Yet More Reasons (As If We Needed Any) to Abolish the TSA

What would enrage you enough to “kick a wall, throw a suitcase or make a pithy comment to a screener” at an airport? How about the screener’s electronically denuding and then leering at your wife? What if the gizmo whereby he stripped her also exposed both her and the month-old child she didn’t yet realize she was carrying to carcinogenic rays? Fast-forward a few years: now, as your toddler struggles with a congenital deformity, you learn your wife’s virtual strip-search at the airport may have been responsible. How many walls, suitcases and screeners will escape your wrath then?

Beware: the Transportation Security Administration (TSA), keeper of blacklists to which it secretly adds folks it has never charged with any crime, let alone tried in a court of law, and from which its victims have little recourse, maintains yet another list, this time of “people who make its screeners feel threatened… A TSA report says the database can include names, birth dates, Social Security numbers, home addresses and phone numbers of people involved in airport incidents, including aggressors, victims and witnesses.”

■ EXTRACTED ENTRIES:

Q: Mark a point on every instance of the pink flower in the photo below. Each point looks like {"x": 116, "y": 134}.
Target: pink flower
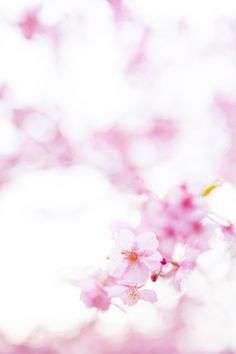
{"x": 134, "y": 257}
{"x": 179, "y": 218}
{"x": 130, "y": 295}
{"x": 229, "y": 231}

==

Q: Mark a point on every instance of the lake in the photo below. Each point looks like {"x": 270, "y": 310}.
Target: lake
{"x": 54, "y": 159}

--

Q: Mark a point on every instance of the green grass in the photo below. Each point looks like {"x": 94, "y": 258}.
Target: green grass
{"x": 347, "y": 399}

■ PROBLEMS AND TASKS:
**a.** In the TSA article, which three kinds of people involved in airport incidents can the database include?
**b.** Say whether each statement agrees with the TSA article, and support each yes or no with the deciding words from it:
(i) The TSA adds people to its blacklists only after they have been tried in court.
(ii) The TSA keeps a list of people who make its screeners feel threatened.
(iii) The database can hold Social Security numbers.
**c.** Please write the next paragraph of the TSA article, picking up after its last sentence.

■ SET OF ANSWERS:
**a.** Aggressors, victims and witnesses.

**b.**
(i) No: "it has never charged with any crime, let alone tried in a court of law"
(ii) Yes: "people who make its screeners feel threatened"
(iii) Yes: "the database can include names, birth dates, Social Security numbers, home addresses and phone numbers"

**c.**
As always, the TSA downplays its malfeasance against liberty and us as well as its paranoia. The list is merely “part of an effort to prevent workplace violence” against courteous, honest and compassionate screeners. Besides, it doesn’t contain that many passengers’ names yet, only “records from about 240 incidents. Most are screeners in conflict with other screeners. About 30 incidents involve people such as passengers or airport workers attacking or threatening screeners…” Ah, but thanks to the TSA and its accomplices at the airlines, flying has become such frustrating torture that the list should grow as quickly as Barack “Pinocchio” Obama’s nose.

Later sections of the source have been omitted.